(Exercise text)

John the Evangelist and Jesus' right hands are raised in the traditional Christian pose or gesture of the teacher. Their index and middle fingers are held upright while their two small fingers are close to their thumbs. The hand gestures and fingers of each saint are arranged in a highly deliberate and symmetrical manner. The pattern they form across the three interior panels echoes the narrative of the triptych as indicated by the balloons. However, the flow is interrupted in the Magdalene panel, her hand is raised vertically as if a barrier to the other panels, while her text is in a straight horizontal rather than curved.

===Exterior===
When the wings are closed across the central panel, the exterior reveals a memento mori or vanitas motif of a skull and cross which is decorated with Latin inscriptions. The outer left hand wing shows a yellow-brown skull leaning against a broken brick or stone fragment alongside the coat of arms of the Braque family – a sheaf of wheat – seen on the upper right portion of the panel. It has been suggested that the skull is a future state representation of the viewer. The left frame bears a saying in French uttered by the skull: "See, you who are so proud and avaricious, my body was once beautiful but now is food for worms.." This skull is intended as a "likeness" of the dead Jean Braque, whose coat-of-arms is shown above it, reminding viewers of their mortality.

(End Exercise text)
(Dataset content)

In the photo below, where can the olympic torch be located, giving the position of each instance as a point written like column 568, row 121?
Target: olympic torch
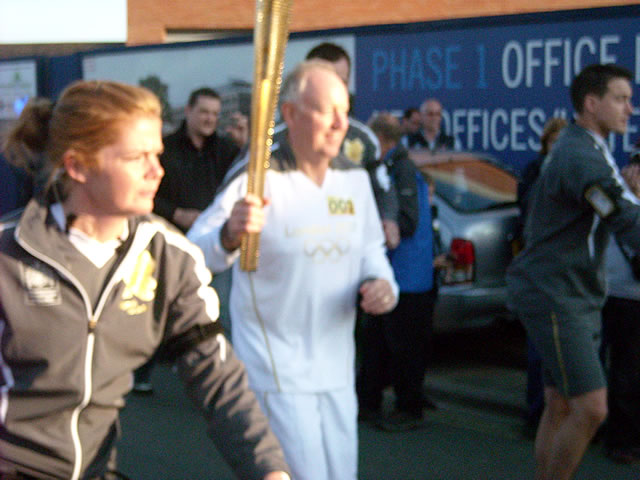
column 269, row 40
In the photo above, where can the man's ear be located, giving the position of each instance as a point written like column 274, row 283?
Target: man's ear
column 74, row 166
column 287, row 109
column 590, row 102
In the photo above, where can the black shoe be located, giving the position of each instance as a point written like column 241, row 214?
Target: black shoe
column 143, row 388
column 369, row 415
column 400, row 421
column 623, row 455
column 530, row 428
column 427, row 403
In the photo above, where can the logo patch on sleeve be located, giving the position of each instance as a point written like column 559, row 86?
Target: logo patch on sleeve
column 341, row 206
column 353, row 150
column 600, row 201
column 140, row 285
column 41, row 284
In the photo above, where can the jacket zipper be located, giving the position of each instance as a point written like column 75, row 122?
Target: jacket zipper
column 88, row 361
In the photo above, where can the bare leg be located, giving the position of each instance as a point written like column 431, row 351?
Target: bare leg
column 566, row 428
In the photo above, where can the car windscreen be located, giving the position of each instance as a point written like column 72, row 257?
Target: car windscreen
column 471, row 184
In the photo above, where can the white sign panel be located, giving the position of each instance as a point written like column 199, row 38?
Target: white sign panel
column 183, row 69
column 18, row 83
column 63, row 21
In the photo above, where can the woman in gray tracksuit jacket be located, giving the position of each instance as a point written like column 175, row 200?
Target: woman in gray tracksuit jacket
column 77, row 315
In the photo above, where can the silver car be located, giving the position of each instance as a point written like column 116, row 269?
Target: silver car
column 477, row 220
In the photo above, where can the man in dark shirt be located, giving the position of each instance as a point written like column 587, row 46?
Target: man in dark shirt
column 195, row 160
column 430, row 136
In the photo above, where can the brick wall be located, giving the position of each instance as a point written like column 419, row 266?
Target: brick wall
column 150, row 19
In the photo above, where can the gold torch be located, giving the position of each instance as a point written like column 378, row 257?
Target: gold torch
column 269, row 39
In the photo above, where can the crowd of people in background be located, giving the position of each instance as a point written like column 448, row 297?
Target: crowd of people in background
column 347, row 244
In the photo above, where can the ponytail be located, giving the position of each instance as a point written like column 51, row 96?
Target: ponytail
column 26, row 140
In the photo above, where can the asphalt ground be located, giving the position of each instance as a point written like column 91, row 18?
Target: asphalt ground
column 477, row 380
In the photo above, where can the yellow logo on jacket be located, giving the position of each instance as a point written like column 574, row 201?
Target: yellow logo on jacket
column 140, row 286
column 341, row 206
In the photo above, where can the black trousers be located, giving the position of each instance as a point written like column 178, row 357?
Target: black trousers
column 621, row 345
column 393, row 350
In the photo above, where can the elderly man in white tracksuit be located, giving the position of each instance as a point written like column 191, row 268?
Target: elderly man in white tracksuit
column 321, row 247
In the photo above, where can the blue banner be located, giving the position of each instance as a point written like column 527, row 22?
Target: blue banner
column 498, row 84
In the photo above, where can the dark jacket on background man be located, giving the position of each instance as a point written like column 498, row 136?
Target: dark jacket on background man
column 191, row 176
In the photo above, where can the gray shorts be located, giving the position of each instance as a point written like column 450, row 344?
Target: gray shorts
column 568, row 344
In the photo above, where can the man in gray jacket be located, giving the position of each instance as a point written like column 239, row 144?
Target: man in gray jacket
column 557, row 283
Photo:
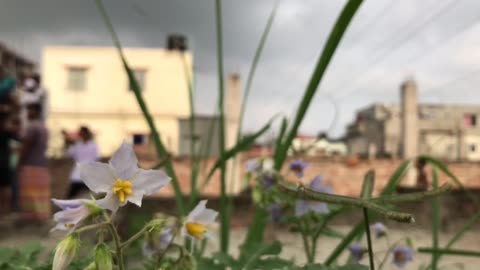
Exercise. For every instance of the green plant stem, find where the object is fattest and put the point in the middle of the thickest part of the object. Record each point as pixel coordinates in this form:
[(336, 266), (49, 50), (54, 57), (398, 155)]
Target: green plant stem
[(91, 227), (417, 196), (118, 247), (435, 220), (253, 67), (161, 150), (328, 51), (193, 152), (302, 192), (369, 239), (134, 237), (452, 252), (224, 212)]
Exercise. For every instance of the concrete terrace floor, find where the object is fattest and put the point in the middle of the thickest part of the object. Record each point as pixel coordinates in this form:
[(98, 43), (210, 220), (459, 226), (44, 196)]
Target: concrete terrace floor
[(293, 245)]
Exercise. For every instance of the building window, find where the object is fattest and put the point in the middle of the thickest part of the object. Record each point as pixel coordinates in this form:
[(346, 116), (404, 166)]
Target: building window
[(77, 78), (470, 120), (140, 76), (473, 148)]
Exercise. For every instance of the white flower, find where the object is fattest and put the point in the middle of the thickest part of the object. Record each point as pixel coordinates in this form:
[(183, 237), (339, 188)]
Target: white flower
[(196, 224), (65, 252), (121, 179), (73, 213)]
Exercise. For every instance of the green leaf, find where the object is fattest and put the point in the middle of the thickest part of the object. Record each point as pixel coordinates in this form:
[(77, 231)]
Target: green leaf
[(329, 49), (441, 166), (257, 228), (327, 231), (358, 229), (351, 267), (368, 184), (435, 220)]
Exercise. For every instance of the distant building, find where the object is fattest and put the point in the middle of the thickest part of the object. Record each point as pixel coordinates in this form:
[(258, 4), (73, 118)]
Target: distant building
[(317, 146), (449, 132), (14, 63), (88, 86)]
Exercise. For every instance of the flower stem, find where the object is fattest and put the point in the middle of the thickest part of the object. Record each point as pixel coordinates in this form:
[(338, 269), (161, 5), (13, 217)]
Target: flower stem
[(134, 237), (369, 239), (91, 227), (119, 251)]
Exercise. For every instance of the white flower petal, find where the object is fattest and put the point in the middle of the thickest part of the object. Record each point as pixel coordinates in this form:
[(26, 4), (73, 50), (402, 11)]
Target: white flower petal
[(201, 214), (135, 198), (97, 176), (110, 202), (124, 162), (149, 181)]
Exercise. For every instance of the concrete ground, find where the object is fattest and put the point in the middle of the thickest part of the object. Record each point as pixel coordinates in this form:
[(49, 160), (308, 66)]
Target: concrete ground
[(293, 245)]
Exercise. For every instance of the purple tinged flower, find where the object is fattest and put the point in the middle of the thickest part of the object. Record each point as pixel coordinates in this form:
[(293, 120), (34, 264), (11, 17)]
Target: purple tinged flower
[(72, 213), (402, 255), (302, 207), (379, 229), (357, 252), (253, 165), (298, 166), (275, 212)]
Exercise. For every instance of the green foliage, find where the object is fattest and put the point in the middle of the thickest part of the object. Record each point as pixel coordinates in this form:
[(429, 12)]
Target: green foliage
[(26, 257)]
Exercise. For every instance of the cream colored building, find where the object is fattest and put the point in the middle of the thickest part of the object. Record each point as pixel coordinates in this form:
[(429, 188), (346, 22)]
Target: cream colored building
[(88, 86)]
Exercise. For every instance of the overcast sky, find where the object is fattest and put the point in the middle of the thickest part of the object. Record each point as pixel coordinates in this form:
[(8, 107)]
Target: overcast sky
[(435, 41)]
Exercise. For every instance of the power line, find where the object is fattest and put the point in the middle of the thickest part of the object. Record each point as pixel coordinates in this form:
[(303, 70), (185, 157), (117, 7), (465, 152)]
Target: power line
[(420, 56), (398, 45)]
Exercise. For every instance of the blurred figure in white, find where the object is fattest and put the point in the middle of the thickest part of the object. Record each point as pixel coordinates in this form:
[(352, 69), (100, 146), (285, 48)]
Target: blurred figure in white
[(33, 93), (84, 149)]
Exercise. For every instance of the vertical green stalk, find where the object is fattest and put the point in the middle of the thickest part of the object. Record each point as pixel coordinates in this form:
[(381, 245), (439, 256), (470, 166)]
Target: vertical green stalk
[(330, 47), (161, 150), (253, 67), (369, 239), (224, 217), (435, 221), (193, 154)]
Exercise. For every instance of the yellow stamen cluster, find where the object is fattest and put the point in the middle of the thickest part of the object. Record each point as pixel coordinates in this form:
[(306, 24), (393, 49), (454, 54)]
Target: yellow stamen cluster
[(196, 230), (122, 189)]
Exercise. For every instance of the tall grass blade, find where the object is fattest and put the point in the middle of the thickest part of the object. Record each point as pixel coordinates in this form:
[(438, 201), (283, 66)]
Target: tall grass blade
[(255, 61), (244, 144), (435, 220), (224, 216), (193, 152), (161, 150), (441, 166), (330, 47), (368, 184)]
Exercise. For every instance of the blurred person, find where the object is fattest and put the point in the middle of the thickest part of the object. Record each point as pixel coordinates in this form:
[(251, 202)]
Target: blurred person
[(33, 174), (15, 147), (33, 93), (7, 89), (83, 150), (7, 133)]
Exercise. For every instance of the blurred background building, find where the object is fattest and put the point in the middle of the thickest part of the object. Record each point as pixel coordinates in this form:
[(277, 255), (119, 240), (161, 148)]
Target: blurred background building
[(449, 132)]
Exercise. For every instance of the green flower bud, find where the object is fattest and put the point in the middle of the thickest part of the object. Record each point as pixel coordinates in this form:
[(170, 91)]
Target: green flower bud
[(91, 266), (65, 251), (103, 257)]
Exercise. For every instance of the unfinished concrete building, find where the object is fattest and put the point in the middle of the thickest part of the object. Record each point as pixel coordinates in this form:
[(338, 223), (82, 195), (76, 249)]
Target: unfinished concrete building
[(444, 131)]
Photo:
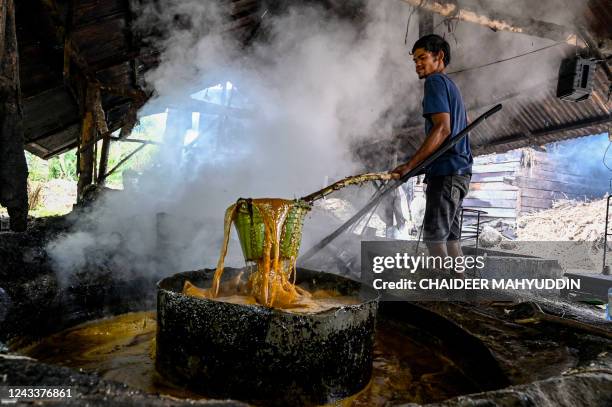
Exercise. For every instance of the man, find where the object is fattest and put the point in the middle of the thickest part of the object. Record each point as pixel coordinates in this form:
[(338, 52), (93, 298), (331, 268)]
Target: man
[(448, 177)]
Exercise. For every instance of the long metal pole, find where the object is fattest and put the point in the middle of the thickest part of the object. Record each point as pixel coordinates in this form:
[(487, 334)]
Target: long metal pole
[(391, 185)]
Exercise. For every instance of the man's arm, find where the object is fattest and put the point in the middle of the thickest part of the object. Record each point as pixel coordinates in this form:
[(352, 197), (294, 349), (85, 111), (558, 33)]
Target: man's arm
[(439, 132)]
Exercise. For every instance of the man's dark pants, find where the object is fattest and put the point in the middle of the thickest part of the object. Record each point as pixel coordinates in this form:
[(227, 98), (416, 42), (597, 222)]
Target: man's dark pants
[(444, 197)]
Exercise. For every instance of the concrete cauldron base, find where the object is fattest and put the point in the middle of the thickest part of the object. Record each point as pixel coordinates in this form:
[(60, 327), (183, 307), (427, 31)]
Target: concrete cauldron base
[(261, 354)]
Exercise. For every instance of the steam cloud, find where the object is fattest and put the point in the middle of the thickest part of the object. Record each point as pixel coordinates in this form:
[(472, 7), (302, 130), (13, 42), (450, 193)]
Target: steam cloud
[(315, 86)]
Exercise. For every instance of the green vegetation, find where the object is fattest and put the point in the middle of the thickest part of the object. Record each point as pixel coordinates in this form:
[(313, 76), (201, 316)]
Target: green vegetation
[(52, 182)]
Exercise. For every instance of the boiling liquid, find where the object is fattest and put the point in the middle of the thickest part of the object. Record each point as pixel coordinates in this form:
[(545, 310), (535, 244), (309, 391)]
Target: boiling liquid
[(122, 348)]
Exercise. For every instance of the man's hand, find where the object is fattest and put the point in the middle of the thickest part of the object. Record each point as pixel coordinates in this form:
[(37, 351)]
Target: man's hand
[(401, 170)]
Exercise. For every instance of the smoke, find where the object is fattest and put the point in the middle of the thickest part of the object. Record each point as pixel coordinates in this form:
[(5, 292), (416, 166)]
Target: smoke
[(300, 98), (589, 157)]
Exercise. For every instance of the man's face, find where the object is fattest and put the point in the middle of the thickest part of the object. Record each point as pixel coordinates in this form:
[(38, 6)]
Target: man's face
[(427, 63)]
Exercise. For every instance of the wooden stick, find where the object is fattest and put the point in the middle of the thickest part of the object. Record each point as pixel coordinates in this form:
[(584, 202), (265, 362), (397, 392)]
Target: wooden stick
[(355, 179), (541, 316)]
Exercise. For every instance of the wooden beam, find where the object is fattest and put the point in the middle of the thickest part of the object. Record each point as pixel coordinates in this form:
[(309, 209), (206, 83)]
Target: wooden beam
[(86, 141), (425, 22), (13, 167), (473, 13)]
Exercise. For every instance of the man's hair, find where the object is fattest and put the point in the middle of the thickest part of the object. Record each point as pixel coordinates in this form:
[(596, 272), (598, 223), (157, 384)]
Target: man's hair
[(433, 43)]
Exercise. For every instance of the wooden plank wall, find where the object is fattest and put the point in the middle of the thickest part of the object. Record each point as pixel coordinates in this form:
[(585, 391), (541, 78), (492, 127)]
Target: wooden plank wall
[(489, 191), (522, 181)]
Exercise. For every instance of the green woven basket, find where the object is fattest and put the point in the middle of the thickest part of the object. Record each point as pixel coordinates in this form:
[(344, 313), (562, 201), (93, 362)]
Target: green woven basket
[(251, 230)]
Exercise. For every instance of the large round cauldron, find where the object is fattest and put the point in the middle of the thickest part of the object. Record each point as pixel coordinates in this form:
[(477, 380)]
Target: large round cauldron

(End Dataset content)

Continue the passage describing the triptych's panels, picking up after its final sentence.

The panel is one of the earliest known examples of a skull used in a vanitas, while the broken brick, cross and inscriptions present imagery of death and decay typical of the genre. Brick in such works usually symbolise ruin, either of buildings or a dynasties, in this case given the inclusion of the Braque family crest, it can be assumed to serve as reminder to members of the latter. Other art historians believe that the skull may not have been symbolically relevant to the Braque family, as they were well-established as advisers and financiers to the House of Valois. Instead, the argue, it may represent Adam, or a piece of Golgotha.

The right panel contains a cross with a Latin inscription based on Ecclesiasticus XLI: 1–2. The words read as o mors quam amara est memoria tua homini pacem habenti in substantiis suis. viro quieto et cuius viae directae sunt in omnibus et adhuc valenti accipere cibum (O death, how bitter is the remembrance of thee to a man that hath peace in his possessions! To a man that is at rest, and whose ways are prosperous in all things, and that is yet able to take meat!).

==Provenance==
The approximate dating of the triptych is based the death of Jehan Braque in 1452, and the fact that the interior panels show an Italian influence, and is considered one of the first of his later more austere mature period works; van der Weyden had visited Italy in 1450.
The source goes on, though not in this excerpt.